> Exercises
**a.** Answer these questions from the article on corruption in Iran, one per line with matching labels:
(i) What position did Iran hold among the 176 countries Transparency International examined in 2016?
(ii) In what season and year did Ayatollah Khamenei issue the Eight Point Executive Decree?
(iii) By what percentage did Iran's economy grow in 2016?
**b.** Reproduce everything in the article on corruption in Iran from "Iran’s uprising—a case" down to "Ukraine, Kazakhstan, and Nepal.".
**c.** Write the text that follows the final sentence of the article on corruption in Iran.

> Passage to read
········

Iran’s uprising—a case of patrimonial corruption, pt. 2

The position of Iran, in terms of the country’s structural corruption, can be explained by the annual research study, conducted by the German-based Transparency International, specializing in measurement of the degree of corruption prevailing in different countries of the world. Of 176 countries examined by the Transparency International in 2016, Iran’s position was 131 — at the same level as: Ukraine, Kazakhstan, and Nepal.

Iran’s corruption is more structural and ideologically oriented than the one resulting from nepotism or individual petty corruption. Corruption in Iran has dominated the economy to the point that in the spring of 2001, the Supreme Leader, Ayatollah Khamenei, issued a decree, famously known in Iran as “The Eight Point Executive Decree of the Supreme Leader.” This Executive Order contained eight articles addressing the public officials’ duties concerning combating public corruption. This decree ordered the officials “to adopt a policy with respect to destroying the financial and economic roots of corruption by the actions of the executive and judicial powers of the country.” This decree has not changed the pattern of the entitlements, of the pseudo-charity organizations, nor the scheme of the distribution of resources in Iran. In final analysis, Iran’s social upheaval, to borrow a term from Yale Law School Professor Susan Rose Ackerman, echoes the “patrimonial corruption” in that country.

The grievances expressed by the ordinary Iranians on the streets of various towns, reflect the structural corruption that have resulted in a grave disparity in distribution of resources for the ordinary people. A central element of the nuclear deal that was agreed by, now professor of Yale University, John Kerry, was to unfreeze $100 billion into revival of Iran’s economy. It has not worked. Most of that money has vanished into the ideological institutions and commercial structures as explained earlier. As Professor Arang Keshavarzian, of New York University, has indicated, in Iran “[c]compounding the handle on the Mafia is rooted in military and security power centers, the conspicuous consumption of honest scrupulous speculators, and the structures of international sanctions. The large commercial groups have generated a class of profiteers, often collaborating with partners in Dubai, Turkey and beyond”. That is why the demonstrations took place primarily in towns other than Tehran. The demonstrators were not solely students demanding change on government’s policies concerning basic human rights and political freedoms. The demonstrators have been asking for an affordable price of groceries. Approximately three years after Iran entered the nuclear deal with the 5+1 countries, its economy grew by 7 percent in 2016. However, because of the structural and patrimonial corruption, mismanagement, and preferential treatment of its citizens, Iran’s economic growth after the nuclear deal has benefited only the well-connected few. These are the reasons for the highly alert, broadly educated, but economically disadvantaged people, marching on the streets in various towns in Iran—that have been protesting the steep rise on the price of eggs.

········

> Raw data
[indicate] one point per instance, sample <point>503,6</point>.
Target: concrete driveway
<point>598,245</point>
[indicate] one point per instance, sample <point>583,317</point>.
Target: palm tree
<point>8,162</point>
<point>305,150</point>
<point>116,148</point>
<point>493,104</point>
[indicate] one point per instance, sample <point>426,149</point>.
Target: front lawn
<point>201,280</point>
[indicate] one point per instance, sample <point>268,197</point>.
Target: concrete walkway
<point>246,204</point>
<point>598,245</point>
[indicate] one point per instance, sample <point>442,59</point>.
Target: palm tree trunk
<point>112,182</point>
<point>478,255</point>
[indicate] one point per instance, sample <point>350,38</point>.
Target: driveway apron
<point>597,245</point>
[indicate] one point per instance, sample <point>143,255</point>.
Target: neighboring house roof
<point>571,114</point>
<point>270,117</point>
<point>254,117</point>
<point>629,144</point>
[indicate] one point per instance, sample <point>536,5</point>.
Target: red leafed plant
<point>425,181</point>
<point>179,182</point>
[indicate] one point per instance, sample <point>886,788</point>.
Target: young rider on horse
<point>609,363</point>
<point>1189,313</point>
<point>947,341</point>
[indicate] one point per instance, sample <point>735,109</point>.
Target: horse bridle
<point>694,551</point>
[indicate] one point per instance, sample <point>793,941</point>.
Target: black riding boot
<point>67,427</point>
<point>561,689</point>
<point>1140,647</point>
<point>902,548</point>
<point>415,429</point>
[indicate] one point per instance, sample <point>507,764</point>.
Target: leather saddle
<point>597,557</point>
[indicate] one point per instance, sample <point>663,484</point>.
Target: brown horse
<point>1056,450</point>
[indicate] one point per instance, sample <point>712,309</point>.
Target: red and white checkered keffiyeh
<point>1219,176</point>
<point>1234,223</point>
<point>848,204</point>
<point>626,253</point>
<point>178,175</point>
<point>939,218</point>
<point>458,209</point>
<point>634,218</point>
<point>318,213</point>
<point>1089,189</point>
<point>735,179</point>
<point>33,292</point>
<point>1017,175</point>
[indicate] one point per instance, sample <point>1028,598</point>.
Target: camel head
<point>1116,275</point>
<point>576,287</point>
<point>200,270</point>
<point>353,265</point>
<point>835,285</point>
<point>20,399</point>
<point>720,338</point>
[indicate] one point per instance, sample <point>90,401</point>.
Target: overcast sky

········

> Answer set
**a.**
(i) 131
(ii) Spring of 2001
(iii) 7 percent

**b.**
Iran’s uprising—a case of patrimonial corruption, pt. 2

The position of Iran, in terms of the country’s structural corruption, can be explained by the annual research study, conducted by the German-based Transparency International, specializing in measurement of the degree of corruption prevailing in different countries of the world. Of 176 countries examined by the Transparency International in 2016, Iran’s position was 131 — at the same level as: Ukraine, Kazakhstan, and Nepal.

**c.**
Considering the above note, the fundamental question is “what is the reasonable projection of the future for the Islamic Republic of Iran”? To answer this question, we must review, albeit briefly, the ideological roots of the current Iranian government.

Long before Iran’s Revolution of 1979, Ayatollah Rohollah Khomeini, the founding father of the Islamic Republic of Iran, had advocated a puritan Islamic structure of government for Iran. In his book, Kashfol-Asrar (The Revelation of the Unknown), published in 1942, Khomeini, advocated a “governing system for Iran, composed of a just ruler, and a legislative body formed by clergies that are just and experts on the principles emanated from God.” The law should originate from God (through Mohammed) and there is an order for all things in the world, no matter how minute they may be.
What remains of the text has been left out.